Data supplied:
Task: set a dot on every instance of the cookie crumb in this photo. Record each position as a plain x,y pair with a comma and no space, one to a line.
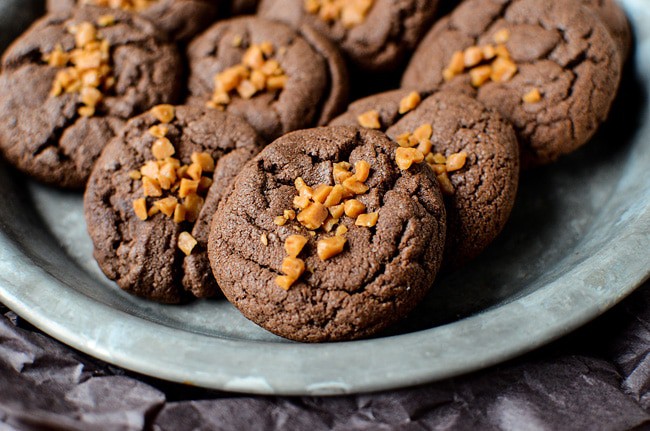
186,243
369,120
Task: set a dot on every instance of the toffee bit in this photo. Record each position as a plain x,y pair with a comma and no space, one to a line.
369,120
186,243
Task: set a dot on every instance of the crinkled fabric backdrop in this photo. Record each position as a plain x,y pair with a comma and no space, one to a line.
594,379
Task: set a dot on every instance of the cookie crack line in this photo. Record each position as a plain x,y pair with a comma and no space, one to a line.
54,139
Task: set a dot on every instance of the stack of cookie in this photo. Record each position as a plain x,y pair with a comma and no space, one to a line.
316,234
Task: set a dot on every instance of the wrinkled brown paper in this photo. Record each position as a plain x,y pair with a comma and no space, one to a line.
597,378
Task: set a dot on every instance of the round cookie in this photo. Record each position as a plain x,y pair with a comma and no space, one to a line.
614,18
49,136
484,189
382,271
180,19
143,256
566,68
315,83
376,39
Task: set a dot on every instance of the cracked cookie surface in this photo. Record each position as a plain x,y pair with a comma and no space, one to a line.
485,188
560,48
316,87
142,256
43,135
179,19
382,272
381,42
614,18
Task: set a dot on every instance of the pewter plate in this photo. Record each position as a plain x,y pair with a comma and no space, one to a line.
578,242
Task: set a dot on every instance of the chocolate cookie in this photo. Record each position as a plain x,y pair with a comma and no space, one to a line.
483,190
180,19
551,68
350,253
60,105
277,79
616,21
144,205
376,35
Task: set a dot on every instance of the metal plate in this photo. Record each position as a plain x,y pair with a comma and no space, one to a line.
577,243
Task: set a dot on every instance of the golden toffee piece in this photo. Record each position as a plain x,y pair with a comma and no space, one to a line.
371,120
181,189
416,147
321,208
257,72
128,5
484,63
349,12
86,70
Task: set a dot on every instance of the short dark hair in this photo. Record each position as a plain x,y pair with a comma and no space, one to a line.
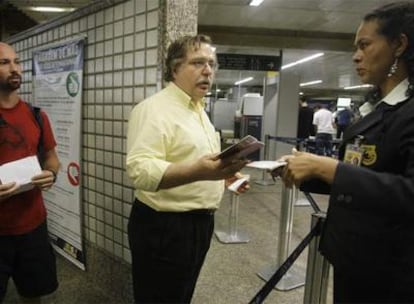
177,51
393,20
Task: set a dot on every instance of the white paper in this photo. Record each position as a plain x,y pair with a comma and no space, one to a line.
238,182
267,164
20,171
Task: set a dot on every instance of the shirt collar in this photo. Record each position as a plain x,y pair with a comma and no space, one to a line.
184,97
393,98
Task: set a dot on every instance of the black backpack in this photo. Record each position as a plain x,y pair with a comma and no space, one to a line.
39,120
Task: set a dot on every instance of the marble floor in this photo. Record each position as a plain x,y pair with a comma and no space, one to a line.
230,273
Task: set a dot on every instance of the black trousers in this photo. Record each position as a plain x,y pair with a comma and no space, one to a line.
168,250
373,286
323,144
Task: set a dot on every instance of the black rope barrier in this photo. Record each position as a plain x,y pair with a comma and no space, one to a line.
281,271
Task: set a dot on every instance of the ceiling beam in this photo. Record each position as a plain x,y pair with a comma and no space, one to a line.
278,38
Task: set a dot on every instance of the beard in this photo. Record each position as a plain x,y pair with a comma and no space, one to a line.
12,83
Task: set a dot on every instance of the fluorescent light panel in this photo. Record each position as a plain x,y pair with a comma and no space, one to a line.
50,9
306,59
255,2
358,87
304,84
243,80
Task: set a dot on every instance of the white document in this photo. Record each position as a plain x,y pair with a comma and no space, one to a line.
20,171
267,164
238,182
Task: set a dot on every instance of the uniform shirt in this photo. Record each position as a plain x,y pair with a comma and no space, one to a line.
19,136
369,225
323,120
166,128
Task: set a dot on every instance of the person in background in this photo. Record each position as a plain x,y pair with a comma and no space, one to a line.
172,161
343,119
368,235
25,252
322,121
305,120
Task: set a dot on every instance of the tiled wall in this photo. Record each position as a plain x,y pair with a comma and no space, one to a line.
121,68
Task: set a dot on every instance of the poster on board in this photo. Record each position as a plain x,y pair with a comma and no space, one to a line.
57,89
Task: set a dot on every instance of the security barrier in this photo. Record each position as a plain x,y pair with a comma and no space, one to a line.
317,270
233,235
294,277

Request: Print again the material above, limited to the lines from the one holding "Task: set a dot on every instance of the person" through the last, inclusive.

Reply to the task:
Task: set a dot on every instance of the person in background in this photo. Record each position as a plain x,y pair with a comma and no space, one to a line.
172,161
343,119
368,235
25,252
322,121
305,120
Task: set a dot on every instance of the tiled wall in this photo. Record each position as a plain x,y pair with a comma and no space, one to a line.
121,68
Task: set a dot on every instance of the poster on board in this photo. Record each position as a plain x,y pair with a comma and no space, one to a line.
57,89
Task: set a dot on every instance of the security barrier in this photo. Record each position as a plain x,y pair with a comma and no space, one to a line.
317,270
233,235
294,277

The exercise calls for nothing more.